Provided entries >>

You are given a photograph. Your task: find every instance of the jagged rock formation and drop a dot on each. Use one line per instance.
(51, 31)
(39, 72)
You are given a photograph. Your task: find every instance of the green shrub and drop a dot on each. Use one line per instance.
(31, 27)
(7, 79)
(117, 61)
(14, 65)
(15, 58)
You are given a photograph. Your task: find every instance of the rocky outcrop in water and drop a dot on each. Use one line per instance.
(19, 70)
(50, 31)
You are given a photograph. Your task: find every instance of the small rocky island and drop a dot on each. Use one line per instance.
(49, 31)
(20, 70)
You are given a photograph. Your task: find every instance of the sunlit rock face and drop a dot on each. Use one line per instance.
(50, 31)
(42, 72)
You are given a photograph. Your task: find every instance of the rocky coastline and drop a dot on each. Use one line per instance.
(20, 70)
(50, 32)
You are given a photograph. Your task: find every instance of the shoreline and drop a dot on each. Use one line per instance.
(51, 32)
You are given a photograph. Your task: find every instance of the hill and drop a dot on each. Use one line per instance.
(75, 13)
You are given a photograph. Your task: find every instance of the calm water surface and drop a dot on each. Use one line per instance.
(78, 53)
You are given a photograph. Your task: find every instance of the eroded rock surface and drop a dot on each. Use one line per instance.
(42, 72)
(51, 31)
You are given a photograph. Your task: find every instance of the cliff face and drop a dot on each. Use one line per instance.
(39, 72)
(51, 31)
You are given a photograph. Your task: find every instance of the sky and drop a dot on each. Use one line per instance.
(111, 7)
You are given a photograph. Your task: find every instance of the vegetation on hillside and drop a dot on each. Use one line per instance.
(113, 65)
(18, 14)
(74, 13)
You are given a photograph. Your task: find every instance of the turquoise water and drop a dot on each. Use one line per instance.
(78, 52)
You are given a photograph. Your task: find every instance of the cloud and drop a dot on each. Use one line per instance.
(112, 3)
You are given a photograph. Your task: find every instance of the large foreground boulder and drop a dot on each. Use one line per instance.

Task description >>
The full listing is to be printed again exactly as it stands.

Completed task >>
You are given a photograph. Your task: find every instance of the jagged rock formation and drop a dot on each. Use one line per instance.
(51, 31)
(39, 72)
You are given a photograph. Your task: find every instance of the green shrub and drop a dot on each. Use one line per instance.
(31, 27)
(7, 79)
(117, 61)
(14, 65)
(15, 58)
You are given a photograph. Your task: find every instance of the rocky outcrop in water and drop a dot on each. Use one line per instance.
(19, 70)
(50, 31)
You are given a photograph. Your task: find every instance of the small rocky island and drop a dot on each. Use one line per instance.
(49, 31)
(20, 70)
You are given a photograph. Your task: find every instance of the sunlit rock face and drop a dot on each. Use one line per instance.
(50, 31)
(42, 72)
You are given a photograph. Your task: find every instance of the rocky coastline and drop a dot on each. Use one line per instance.
(20, 70)
(50, 32)
You are given a photograph. Your task: find every instance of the shoreline and drop a dot on each. Use one line per instance.
(51, 32)
You are given a photograph. Your task: find every instance of the hill and drop a dot on each. Use one line per instance.
(75, 13)
You are given a photograph. Your task: find every instance of the calm water surface and drop a dot on each. Use one line per instance.
(78, 53)
You are given a photograph. Your task: find every instance of the eroded rock surface and drop a dot on each. Use one line per instance.
(42, 72)
(51, 31)
You are given a photograph. Your task: find every instance of the cliff face and drop a dot on each. Use one line per instance.
(39, 72)
(51, 31)
You are given a photograph. Your task: find every instance of the sky and drop a dot on each. Use one line per instance.
(111, 7)
You are given a photograph. Your task: find every instance of the vegetation on hillside and drop a dot on each. Use one line per instance.
(113, 65)
(18, 14)
(74, 13)
You are given a photograph. Your task: find every instance of the turquoise water and drop a dot on each. Use one line per instance.
(78, 52)
You are given a photograph. Your task: find every instance of the cloud and drop a dot on each. Use one line per instance.
(112, 3)
You are given a photograph. Your task: find every instance of the large foreground boulder and drop a dot on each. Use one line per instance.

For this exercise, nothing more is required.